%%
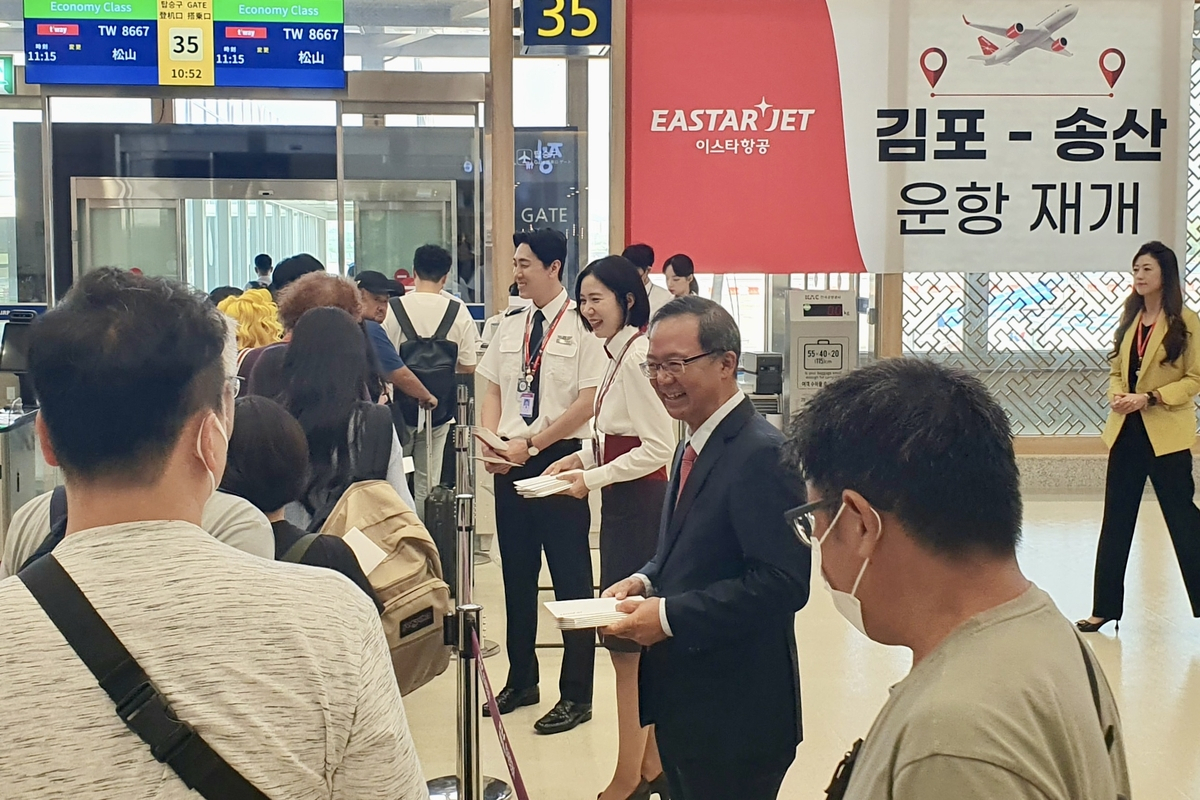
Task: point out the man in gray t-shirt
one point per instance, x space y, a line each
915 511
282 669
228 518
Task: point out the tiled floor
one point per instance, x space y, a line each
1153 667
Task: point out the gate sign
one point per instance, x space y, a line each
565 23
965 136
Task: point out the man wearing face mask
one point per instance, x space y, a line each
915 513
281 672
720 677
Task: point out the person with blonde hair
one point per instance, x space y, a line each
257 317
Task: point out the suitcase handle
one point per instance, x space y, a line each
429 447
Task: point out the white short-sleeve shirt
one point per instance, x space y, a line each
426 311
573 360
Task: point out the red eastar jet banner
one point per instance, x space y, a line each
736 152
907 136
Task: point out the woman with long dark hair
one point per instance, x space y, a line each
681 275
268 465
1151 428
325 373
627 462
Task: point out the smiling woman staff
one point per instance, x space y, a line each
1151 428
627 461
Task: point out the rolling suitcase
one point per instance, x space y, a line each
441 512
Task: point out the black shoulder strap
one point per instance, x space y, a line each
1109 732
59 507
447 320
297 552
58 525
406 322
378 429
139 703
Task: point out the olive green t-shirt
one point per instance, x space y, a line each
1001 709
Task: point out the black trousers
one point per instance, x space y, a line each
706 779
1131 461
559 525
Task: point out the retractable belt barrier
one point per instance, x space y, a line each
462 632
510 758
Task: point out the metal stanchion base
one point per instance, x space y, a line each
447 788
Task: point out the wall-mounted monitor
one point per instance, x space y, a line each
270 43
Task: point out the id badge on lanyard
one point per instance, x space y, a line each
532 364
525 405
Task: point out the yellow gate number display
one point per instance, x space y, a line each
557 23
185 43
581 16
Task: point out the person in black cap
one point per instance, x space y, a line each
263 265
377 290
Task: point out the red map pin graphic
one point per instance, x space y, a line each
933 74
1111 76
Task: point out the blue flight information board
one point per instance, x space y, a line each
186 43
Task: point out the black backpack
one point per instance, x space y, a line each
433 360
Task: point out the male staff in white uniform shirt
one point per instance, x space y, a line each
543 368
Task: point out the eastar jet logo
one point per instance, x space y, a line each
763 116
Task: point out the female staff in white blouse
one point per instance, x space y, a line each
627 461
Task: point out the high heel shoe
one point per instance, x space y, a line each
660 787
641 793
1089 626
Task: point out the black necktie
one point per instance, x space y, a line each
535 336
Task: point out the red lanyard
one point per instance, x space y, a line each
611 378
533 362
1141 337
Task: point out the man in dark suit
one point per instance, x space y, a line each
720 677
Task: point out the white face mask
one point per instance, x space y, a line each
199 452
846 602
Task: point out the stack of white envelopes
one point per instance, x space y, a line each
544 485
582 614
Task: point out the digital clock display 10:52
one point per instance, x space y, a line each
186 42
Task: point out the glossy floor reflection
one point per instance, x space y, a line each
1153 667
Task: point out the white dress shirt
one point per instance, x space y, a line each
697 439
573 360
629 408
658 296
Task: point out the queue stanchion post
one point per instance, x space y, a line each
463 630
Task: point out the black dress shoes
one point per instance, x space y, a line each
563 717
510 699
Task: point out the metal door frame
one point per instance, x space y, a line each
162 192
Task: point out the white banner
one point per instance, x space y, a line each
1014 134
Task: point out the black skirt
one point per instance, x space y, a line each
630 513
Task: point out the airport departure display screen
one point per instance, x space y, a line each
287 43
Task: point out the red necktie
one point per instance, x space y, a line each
689 459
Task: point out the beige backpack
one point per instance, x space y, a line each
408 582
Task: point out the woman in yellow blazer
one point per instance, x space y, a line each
1152 389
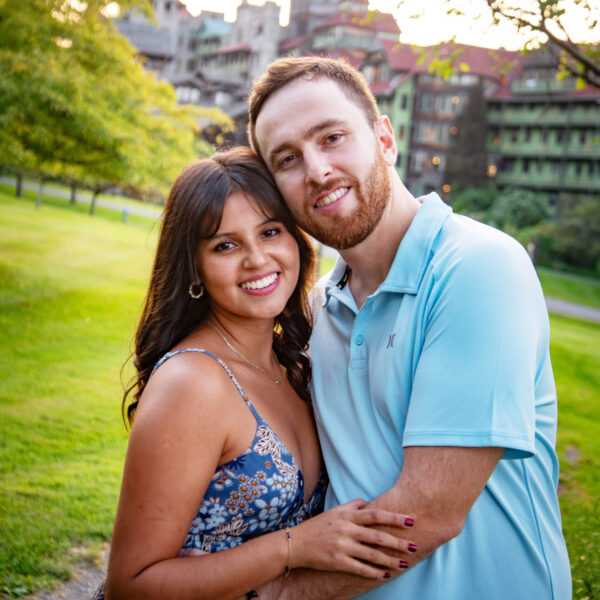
%%
• _Set exercise_: Repeat the items word for word, starting at the line that contains "Task: point out the airport" and continuing through the end of the items. Leave the pictures out of your answer.

• _Exercise output_:
Task: point out the airport departure display screen
one point per instance, x space y, a line each
287 43
Task: point out the red necktie
one point per instance, x space y, a line each
689 459
Task: point out the beige backpack
one point per instance, x space y, a line each
408 582
Task: point out the woman in yellow blazer
one point per instance, x space y, a line each
1152 389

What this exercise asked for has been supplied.